Start of Data for this exercise

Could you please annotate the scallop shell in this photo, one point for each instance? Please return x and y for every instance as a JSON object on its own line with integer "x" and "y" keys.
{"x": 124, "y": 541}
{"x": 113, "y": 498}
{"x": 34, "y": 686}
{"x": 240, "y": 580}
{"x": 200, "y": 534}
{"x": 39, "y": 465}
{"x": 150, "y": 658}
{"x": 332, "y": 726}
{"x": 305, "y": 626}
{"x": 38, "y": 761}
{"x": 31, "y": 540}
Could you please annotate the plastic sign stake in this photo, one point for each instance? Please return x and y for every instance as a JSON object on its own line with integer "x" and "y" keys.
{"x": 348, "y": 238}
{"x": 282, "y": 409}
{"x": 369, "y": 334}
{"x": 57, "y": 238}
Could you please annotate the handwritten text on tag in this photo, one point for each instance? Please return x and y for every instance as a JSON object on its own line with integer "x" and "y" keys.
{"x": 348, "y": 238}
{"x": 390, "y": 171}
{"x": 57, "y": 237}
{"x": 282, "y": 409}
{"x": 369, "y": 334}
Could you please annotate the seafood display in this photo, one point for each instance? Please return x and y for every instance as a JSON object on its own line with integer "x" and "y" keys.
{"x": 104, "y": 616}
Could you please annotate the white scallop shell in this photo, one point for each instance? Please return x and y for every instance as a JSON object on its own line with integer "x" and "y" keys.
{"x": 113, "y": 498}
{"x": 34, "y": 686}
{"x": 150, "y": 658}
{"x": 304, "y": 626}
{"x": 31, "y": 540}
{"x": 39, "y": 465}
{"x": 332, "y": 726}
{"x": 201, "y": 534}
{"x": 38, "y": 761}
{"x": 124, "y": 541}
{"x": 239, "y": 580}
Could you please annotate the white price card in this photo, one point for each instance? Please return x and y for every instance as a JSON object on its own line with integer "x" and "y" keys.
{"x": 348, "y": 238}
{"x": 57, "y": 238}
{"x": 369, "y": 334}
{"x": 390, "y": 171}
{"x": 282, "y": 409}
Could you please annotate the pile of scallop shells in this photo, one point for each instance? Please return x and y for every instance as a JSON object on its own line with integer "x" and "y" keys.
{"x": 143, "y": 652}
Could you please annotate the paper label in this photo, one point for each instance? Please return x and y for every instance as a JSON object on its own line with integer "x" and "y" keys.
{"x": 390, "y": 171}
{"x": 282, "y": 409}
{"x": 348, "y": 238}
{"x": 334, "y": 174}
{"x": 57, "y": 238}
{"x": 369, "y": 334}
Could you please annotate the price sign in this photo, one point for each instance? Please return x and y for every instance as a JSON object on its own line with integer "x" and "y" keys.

End of Data for this exercise

Goal
Copy every record above exactly as it appears.

Task response
Could you please annotate the scallop shell in this photo, one point for each instance? Please return x and y for every instance as a JSON object on its own line with integer "x" and "y" keys.
{"x": 124, "y": 541}
{"x": 113, "y": 498}
{"x": 34, "y": 686}
{"x": 240, "y": 580}
{"x": 200, "y": 534}
{"x": 39, "y": 465}
{"x": 150, "y": 658}
{"x": 332, "y": 726}
{"x": 305, "y": 626}
{"x": 38, "y": 761}
{"x": 31, "y": 540}
Could you please annotate the plastic sign stake in this photo, one point for each instance? Please return x and y for every instance as a JSON object on its own line with integer "x" and "y" keys.
{"x": 348, "y": 238}
{"x": 282, "y": 409}
{"x": 369, "y": 334}
{"x": 57, "y": 238}
Could you please annotate the handwritten text on tag in this photo, one point for each instance? Please return x and y for every instance as a JSON object on its own line with integer "x" and "y" keys.
{"x": 348, "y": 238}
{"x": 390, "y": 171}
{"x": 57, "y": 237}
{"x": 282, "y": 409}
{"x": 369, "y": 334}
Could you please annotate the seafood display in this photo, one point for each instance? Please return x and y for every instance as a JSON object on its own line with integer "x" and "y" keys.
{"x": 104, "y": 616}
Could you please annotate the white scallop shell in this photo, one point for each instance? Please return x and y for every instance as a JSON object on its own line with integer "x" and "y" keys.
{"x": 113, "y": 498}
{"x": 34, "y": 686}
{"x": 150, "y": 658}
{"x": 304, "y": 626}
{"x": 31, "y": 540}
{"x": 39, "y": 465}
{"x": 332, "y": 726}
{"x": 201, "y": 534}
{"x": 38, "y": 761}
{"x": 124, "y": 541}
{"x": 239, "y": 580}
Could you please annotate the white price card in this photo, one point for each instance? Please return x and y for every instance as a JSON object on its own line with integer "x" and "y" keys.
{"x": 348, "y": 238}
{"x": 57, "y": 238}
{"x": 369, "y": 334}
{"x": 390, "y": 171}
{"x": 282, "y": 409}
Could you please annotate the pile of scallop shells in this photo, one point for each instance? Please return x and y for every instance as a JSON object on its own line with integer "x" and "y" keys.
{"x": 143, "y": 652}
Could you please annotate the paper label in this photo, one point for each instance? Please return x and y for every instance as a JSON object on its own line with integer "x" and "y" keys.
{"x": 390, "y": 171}
{"x": 282, "y": 409}
{"x": 348, "y": 238}
{"x": 334, "y": 174}
{"x": 57, "y": 238}
{"x": 369, "y": 334}
Could you please annotate the price sign in this photo, one point for each instance? Please return x and y for every instance as a JSON object on its own line with integer "x" and "y" keys.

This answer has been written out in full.